*Task instructions*.
Copy each line below in which the string "tree" appears.

*Provided records*.
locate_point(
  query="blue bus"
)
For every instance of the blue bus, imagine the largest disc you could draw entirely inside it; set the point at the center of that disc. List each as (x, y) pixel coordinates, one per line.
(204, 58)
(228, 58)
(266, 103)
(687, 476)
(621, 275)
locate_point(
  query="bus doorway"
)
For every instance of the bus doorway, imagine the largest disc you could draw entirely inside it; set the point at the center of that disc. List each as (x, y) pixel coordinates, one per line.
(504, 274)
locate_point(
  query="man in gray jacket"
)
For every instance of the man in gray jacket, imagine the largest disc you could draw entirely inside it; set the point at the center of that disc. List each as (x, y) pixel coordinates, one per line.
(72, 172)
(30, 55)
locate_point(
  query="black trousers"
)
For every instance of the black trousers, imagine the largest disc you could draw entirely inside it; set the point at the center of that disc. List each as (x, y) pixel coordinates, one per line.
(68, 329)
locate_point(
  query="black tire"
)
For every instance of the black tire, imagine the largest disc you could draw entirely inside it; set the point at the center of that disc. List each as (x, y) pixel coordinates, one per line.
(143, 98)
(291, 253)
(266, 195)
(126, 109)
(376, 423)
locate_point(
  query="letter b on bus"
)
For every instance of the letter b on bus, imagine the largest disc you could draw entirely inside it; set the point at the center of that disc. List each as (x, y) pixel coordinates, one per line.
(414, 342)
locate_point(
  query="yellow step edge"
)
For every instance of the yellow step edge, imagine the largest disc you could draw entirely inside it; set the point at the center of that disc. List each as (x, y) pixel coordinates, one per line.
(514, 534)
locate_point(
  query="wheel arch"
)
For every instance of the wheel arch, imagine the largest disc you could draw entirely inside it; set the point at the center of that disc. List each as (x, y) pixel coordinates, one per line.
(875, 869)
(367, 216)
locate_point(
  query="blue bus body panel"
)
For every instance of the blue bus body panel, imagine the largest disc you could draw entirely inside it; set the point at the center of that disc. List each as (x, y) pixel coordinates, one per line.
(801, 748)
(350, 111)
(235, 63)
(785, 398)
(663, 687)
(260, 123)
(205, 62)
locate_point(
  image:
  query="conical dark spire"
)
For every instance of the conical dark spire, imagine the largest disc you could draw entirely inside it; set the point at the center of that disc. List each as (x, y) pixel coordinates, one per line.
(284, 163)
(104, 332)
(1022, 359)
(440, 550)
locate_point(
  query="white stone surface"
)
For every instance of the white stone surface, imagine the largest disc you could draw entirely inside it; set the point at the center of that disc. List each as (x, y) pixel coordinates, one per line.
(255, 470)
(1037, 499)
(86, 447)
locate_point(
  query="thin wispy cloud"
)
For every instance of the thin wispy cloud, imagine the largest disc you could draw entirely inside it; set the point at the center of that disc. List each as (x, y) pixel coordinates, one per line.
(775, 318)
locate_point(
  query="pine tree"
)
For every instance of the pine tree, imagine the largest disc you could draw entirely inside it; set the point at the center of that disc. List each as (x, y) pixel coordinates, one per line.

*Exercise response*.
  query="pine tree"
For every instance of the pine tree, imagine the largest disc you could draw entirely inside it; set the point at the center of that disc. List each as (x, y) pixel coordinates, one per line.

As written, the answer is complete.